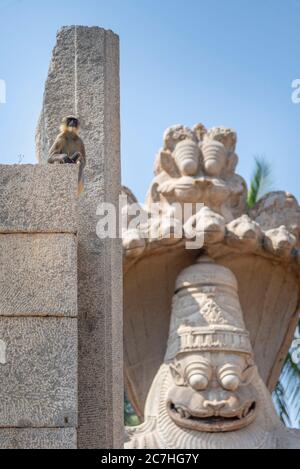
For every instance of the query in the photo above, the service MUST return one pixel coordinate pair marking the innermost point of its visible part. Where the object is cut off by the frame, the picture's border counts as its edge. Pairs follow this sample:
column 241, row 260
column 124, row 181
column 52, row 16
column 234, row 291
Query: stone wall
column 38, row 307
column 84, row 79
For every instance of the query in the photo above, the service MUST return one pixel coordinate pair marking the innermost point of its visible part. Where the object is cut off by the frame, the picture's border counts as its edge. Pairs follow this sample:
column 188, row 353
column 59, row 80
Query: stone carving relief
column 212, row 387
column 209, row 382
column 198, row 166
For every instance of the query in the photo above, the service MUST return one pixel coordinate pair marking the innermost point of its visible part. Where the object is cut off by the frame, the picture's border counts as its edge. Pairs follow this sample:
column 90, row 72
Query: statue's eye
column 230, row 382
column 198, row 381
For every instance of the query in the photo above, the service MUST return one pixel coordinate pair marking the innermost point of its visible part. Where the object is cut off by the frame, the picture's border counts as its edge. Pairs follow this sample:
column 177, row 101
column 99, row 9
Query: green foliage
column 286, row 394
column 260, row 182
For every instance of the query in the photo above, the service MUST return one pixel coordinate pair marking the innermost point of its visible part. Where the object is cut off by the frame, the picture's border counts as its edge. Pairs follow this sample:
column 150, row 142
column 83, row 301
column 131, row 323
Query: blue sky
◆ ◆ ◆
■ **What is required**:
Up to and including the last line of the records above, print exactly every line from the one that contains "column 90, row 72" onward.

■ **Answer box**:
column 90, row 72
Query: statue's eye
column 230, row 382
column 198, row 381
For every instance of the query in the photo above, the service MUST return one pixel coordinate pair marking the innermost point of its visible part. Where the object is cut off by the frame, the picture's border counts as its edge. Pairs follow this sample:
column 177, row 101
column 99, row 9
Query: green foliage
column 286, row 394
column 260, row 182
For every instance of the query in the photo above, the service MUST return one pixel coordinate pair marking the innermost point of its visible part. Where the object is cut off by the frame, the picture's border counts as its edge. Pairs follow this sample:
column 150, row 142
column 83, row 301
column 131, row 323
Query: blue sky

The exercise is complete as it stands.